Every line below from the one containing "Locate the innermost point of each instance of the chrome" to the final line must be reproduced exactly, and no other line may appear in the answer.
————
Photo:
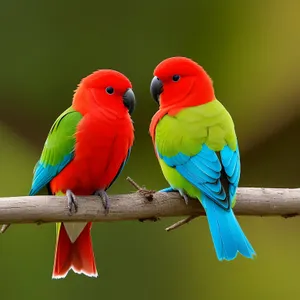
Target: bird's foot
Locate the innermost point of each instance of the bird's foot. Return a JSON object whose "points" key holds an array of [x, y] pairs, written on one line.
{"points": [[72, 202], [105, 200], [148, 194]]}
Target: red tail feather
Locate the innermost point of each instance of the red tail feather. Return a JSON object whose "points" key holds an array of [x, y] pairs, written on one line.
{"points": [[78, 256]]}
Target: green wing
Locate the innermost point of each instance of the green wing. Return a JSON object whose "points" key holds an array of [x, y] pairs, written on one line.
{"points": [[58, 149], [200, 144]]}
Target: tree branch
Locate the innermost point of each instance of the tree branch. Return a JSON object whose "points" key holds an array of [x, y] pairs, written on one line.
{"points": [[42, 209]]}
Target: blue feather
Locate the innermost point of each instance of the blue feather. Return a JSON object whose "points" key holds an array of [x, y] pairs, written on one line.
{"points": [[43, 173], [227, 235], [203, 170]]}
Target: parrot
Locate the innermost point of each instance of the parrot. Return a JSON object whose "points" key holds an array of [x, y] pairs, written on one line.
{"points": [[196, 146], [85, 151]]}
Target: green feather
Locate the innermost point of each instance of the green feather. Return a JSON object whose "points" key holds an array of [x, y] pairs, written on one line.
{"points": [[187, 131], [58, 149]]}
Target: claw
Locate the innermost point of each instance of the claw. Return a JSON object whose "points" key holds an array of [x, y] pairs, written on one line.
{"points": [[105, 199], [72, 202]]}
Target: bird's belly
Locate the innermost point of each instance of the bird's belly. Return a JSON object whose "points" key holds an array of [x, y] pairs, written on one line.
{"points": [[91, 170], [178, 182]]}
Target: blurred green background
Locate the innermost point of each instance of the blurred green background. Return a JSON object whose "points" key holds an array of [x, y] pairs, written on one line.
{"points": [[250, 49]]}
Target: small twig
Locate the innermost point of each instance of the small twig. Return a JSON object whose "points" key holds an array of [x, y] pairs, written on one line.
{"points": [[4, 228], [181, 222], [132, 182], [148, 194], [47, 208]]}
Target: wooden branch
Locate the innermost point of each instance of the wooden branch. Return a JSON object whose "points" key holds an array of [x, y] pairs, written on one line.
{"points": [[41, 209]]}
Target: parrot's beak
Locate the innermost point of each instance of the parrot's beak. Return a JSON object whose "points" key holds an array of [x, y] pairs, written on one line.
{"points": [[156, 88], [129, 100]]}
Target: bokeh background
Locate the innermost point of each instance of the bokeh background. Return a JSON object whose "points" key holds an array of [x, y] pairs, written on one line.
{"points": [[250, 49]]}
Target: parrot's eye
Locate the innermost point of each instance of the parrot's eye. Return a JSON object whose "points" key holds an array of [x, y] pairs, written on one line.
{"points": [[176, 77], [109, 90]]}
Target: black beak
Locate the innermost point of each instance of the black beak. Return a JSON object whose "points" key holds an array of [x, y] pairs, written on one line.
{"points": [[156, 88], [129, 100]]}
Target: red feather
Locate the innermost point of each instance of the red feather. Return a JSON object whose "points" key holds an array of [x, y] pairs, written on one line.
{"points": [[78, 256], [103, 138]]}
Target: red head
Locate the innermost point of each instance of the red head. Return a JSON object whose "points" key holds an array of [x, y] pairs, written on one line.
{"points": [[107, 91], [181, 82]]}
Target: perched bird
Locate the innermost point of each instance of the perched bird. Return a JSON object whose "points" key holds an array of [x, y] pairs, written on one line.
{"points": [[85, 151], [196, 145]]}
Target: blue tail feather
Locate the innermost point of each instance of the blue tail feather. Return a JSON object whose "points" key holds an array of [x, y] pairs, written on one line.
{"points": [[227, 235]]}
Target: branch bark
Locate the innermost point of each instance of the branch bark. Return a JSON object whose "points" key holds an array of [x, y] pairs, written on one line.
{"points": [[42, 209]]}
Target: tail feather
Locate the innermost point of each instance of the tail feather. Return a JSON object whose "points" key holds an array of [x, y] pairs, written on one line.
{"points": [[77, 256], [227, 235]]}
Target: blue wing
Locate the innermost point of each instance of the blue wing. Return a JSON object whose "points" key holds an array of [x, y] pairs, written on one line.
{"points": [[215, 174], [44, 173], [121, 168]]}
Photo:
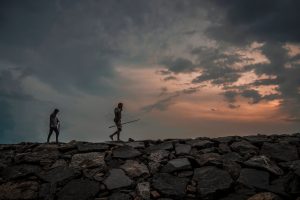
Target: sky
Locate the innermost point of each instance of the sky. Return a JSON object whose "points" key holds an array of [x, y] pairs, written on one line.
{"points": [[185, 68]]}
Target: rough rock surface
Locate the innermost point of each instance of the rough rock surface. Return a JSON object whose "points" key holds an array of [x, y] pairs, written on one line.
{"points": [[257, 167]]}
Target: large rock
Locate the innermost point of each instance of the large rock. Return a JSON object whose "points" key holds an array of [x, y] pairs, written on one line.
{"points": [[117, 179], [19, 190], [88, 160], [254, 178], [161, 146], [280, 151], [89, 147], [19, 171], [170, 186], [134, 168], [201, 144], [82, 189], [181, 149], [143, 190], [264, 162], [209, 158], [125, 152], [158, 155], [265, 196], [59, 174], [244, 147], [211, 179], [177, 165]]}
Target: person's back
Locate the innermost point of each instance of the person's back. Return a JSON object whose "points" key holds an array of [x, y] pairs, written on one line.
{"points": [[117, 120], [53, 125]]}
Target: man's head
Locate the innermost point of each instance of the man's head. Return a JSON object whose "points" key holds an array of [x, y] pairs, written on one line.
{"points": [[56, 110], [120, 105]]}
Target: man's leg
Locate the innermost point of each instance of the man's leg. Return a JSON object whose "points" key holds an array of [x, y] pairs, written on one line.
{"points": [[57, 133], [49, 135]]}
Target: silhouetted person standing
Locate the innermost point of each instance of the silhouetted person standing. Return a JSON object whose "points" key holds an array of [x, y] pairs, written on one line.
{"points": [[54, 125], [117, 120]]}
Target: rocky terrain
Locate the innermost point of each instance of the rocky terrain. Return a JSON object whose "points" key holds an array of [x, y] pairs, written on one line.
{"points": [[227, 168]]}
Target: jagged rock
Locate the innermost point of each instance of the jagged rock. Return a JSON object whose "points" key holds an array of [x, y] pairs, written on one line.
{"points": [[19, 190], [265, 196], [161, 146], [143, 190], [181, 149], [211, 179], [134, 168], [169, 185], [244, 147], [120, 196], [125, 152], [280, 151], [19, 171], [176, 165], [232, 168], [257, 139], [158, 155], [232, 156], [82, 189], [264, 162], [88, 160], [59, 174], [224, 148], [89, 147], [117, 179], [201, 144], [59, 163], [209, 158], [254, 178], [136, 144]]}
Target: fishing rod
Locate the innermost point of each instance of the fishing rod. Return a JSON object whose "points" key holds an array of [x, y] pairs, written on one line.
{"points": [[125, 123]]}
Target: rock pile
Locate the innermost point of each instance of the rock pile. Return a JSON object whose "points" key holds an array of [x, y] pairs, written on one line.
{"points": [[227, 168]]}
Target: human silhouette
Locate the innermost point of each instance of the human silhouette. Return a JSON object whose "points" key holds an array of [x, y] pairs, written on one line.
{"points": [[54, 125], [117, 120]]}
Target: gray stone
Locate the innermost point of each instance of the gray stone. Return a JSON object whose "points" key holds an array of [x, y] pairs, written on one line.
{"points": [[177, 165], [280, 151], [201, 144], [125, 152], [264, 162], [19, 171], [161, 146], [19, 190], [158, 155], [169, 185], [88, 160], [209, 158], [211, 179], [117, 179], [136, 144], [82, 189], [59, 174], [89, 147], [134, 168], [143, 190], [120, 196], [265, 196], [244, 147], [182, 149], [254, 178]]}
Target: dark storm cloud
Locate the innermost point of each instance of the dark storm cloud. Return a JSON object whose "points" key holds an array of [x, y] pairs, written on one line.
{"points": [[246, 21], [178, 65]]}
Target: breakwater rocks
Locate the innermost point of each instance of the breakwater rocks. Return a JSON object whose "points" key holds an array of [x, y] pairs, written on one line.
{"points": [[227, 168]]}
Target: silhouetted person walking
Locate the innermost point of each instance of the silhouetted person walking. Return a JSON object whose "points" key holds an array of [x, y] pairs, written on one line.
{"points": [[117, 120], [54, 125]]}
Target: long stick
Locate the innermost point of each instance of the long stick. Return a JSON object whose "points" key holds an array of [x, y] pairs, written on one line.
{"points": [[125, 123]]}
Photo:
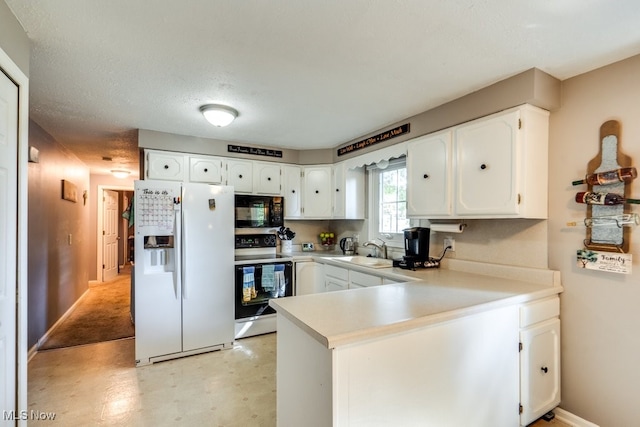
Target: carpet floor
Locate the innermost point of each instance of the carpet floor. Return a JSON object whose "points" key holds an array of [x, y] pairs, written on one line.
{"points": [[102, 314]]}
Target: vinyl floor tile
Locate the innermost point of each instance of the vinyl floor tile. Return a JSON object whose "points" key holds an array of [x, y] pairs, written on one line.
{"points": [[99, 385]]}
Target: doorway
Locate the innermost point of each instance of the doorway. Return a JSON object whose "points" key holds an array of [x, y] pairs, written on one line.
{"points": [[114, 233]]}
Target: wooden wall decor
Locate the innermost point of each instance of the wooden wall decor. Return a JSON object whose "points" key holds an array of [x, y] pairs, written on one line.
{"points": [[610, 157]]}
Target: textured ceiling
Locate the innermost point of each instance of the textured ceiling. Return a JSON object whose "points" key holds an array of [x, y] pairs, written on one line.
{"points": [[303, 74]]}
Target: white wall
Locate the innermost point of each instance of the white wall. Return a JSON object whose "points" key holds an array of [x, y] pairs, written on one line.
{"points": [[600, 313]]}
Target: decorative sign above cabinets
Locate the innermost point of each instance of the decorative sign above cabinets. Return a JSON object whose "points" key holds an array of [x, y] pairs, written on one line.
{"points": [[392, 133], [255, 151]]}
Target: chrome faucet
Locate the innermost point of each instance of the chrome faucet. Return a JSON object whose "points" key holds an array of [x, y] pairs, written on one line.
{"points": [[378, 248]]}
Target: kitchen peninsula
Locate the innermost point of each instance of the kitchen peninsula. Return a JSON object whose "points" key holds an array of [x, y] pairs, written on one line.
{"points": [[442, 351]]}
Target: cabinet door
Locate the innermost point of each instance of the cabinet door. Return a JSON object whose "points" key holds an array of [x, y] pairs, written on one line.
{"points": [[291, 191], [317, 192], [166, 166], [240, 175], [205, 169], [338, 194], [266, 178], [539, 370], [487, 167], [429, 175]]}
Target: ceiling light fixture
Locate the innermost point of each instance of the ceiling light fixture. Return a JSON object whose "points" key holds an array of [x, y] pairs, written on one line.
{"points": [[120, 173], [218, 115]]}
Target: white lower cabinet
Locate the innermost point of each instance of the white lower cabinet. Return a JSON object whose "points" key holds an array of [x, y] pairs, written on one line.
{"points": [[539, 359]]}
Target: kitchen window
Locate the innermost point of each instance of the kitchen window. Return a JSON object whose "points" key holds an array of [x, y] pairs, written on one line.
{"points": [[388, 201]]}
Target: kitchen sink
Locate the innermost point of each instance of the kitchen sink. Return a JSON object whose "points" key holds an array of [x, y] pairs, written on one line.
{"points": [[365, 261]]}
————
# OUTPUT OF THE EXERCISE:
Locate the innermost point of each instance of the chrome faucet. Return a JSON object whose "points" key holds an array of [x, y] pairs, written on one line.
{"points": [[378, 248]]}
Target: kitchen peninsula
Locate the innermost point of each instance of the kitchen peninsula. Return a JSON object whose "points" key holds an array of [x, y] pairs, written on one line.
{"points": [[442, 351]]}
Target: cabinet door
Locate the innermost point of each instance of the cabinet door. Return a JSON object whose "points" key holds an array of [x, y] pairs, written on one line.
{"points": [[291, 191], [317, 192], [166, 166], [240, 175], [205, 169], [338, 194], [266, 178], [539, 370], [487, 167], [429, 175]]}
Target: ceiling light fixture
Locate the innermost point of each instance of the ceiling light fixture. Return a JSON object whose "points" key holds an array of [x, y] pairs, written on one line.
{"points": [[120, 173], [218, 115]]}
Target: white lower cabinet
Locate the innermost point of each instance of the white lower cabinet. Return a JSON object whose "points" key holds an array of [x, y] pairs, written on one line.
{"points": [[539, 359]]}
Target: kitchen window
Locate the innermost point of each instance of the kitchen window. Return a JSON object whose "points" key holds an array of [x, y] pairs, written on one line.
{"points": [[388, 201]]}
Target: kitchen sink
Locate the innermost point of each instance of the kitchen sink. Return a JSON object whose "points" key holds an array of [x, y] pairs, written on one line.
{"points": [[365, 261]]}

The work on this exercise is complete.